**Reading passage:**

○ ○ ○

The Heart Is Deceitful Above All Things (DVD-Video)

 

Picture: C+     Sound: C+     Extras: C-     Film: D

 

 

J.T. Leroy is supposedly a gritty writer and his book The Heart Is Deceitful Above All Things is supposed to be some kind of bestseller.  However, it is Asia Argento co-writing and directing the recent feature film version and to say it is a disaster is an understatement.  The story tells of how a young boy is taken in by a woman who says he is her son, but it is really the beginning of a series of ugly abusive psychological terrorism that is more interested in celebrating it that exposing, documenting and damning it.

 

Argento might just get a cease-and-desist order as the very, very, very Courtney Love-like “white trash” burnout who takes in the young blond male and subjects him to everything possible.  Of course, the story was passed off as a true story, but with all the holes in the story and the constant obsession with celebrated ugliness and making things worse and worse without any ironic distance, how this garbage could have fooled anyone is stunning.

 

The film version has nothing original to offer, wastes a fine cast including perennial counter-culture icon Peter Fonda, the bold Michael Pitt, the underrated Kip Purdue and even Marilyn Manson, who the camera likes and has since his first Music Video.  Argento has never tried to imitate her father Dario’s work, to her credit, but if you have seen classics like John Schlesinger’s Midnight Cowboy (1969) and Pier Paolo Pasolini’s Salo (1975), then you’ve seen the much, much, much better important versions of this film.  If not, get them immediately and skip this wreck.  Oh, and no one should even vaguely imply noting those two classics as any kind of complement or statement that this is worthy of those films.

 

The anamorphically enhanced 1.78 X 1 image is on the dull side, with color not gutted out, but made to be dirty and plugged to enough of an extent by cinematographer Eric Edwards.  This is nothing we have not seen before, except done worse.  Shots to last here and there, but seemingly at the worst moments to the point of unintentional dark satire.  The Dolby Digital 5.1 mix is weak and shows its low-budget origins, with limited surrounds and fidelity limits in general.  Extras include the opening night for the film, odd audio commentary that says little, featurette on the author’s arrival and the one I liked, previews for other, better Palm product.

○ ○ ○

**Task requirements:**
a – From the DVD review, copy the passage starting at "The anamorphically enhanced" and ending at "better Palm product.".
b – According to the DVD review, who was the cinematographer of the film?

**Dataset excerpt:**
○ ○ ○

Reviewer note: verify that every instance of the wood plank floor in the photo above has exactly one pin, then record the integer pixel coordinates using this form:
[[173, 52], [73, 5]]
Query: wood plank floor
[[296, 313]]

○ ○ ○

**Responses to the exercise:**
a –
The anamorphically enhanced 1.78 X 1 image is on the dull side, with color not gutted out, but made to be dirty and plugged to enough of an extent by cinematographer Eric Edwards.  This is nothing we have not seen before, except done worse.  Shots to last here and there, but seemingly at the worst moments to the point of unintentional dark satire.  The Dolby Digital 5.1 mix is weak and shows its low-budget origins, with limited surrounds and fidelity limits in general.  Extras include the opening night for the film, odd audio commentary that says little, featurette on the author’s arrival and the one I liked, previews for other, better Palm product.

b – Eric Edwards.